• RECORD EXCERPTS:
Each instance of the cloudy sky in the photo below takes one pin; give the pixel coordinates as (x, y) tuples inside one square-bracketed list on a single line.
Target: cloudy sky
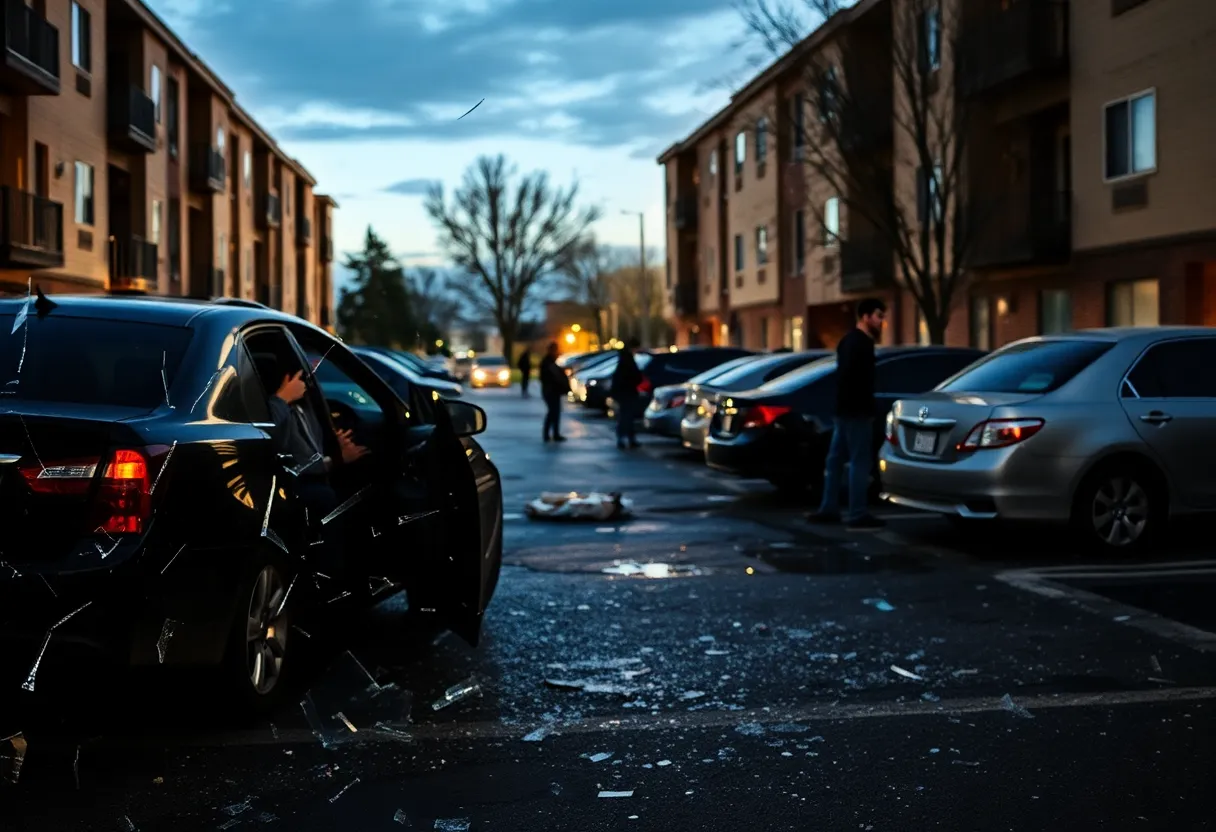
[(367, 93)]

* * *

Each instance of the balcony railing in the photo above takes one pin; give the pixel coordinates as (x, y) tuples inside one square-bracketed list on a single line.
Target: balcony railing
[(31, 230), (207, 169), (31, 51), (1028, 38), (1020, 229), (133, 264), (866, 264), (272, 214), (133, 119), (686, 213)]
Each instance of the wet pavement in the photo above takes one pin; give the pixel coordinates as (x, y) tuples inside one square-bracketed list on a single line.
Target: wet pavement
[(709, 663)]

• WRITTEN EXERCISE: Reproduce the part of the listing that opens with the line containing "Each instance of the cloudy" and closes with the line containing "[(367, 93)]", changing "cloudy sky" to "overcast sky" throughout and leaving all other wording unchanged. Omit the pictures from the reproduction.

• OUTPUT FOR THIS EXERCISE:
Each instance of the overcast sky in the photo below takes one pin; give the pixel coordinates as (x, y) tuples inside one square-bracketed list on a single line.
Target: overcast sky
[(367, 93)]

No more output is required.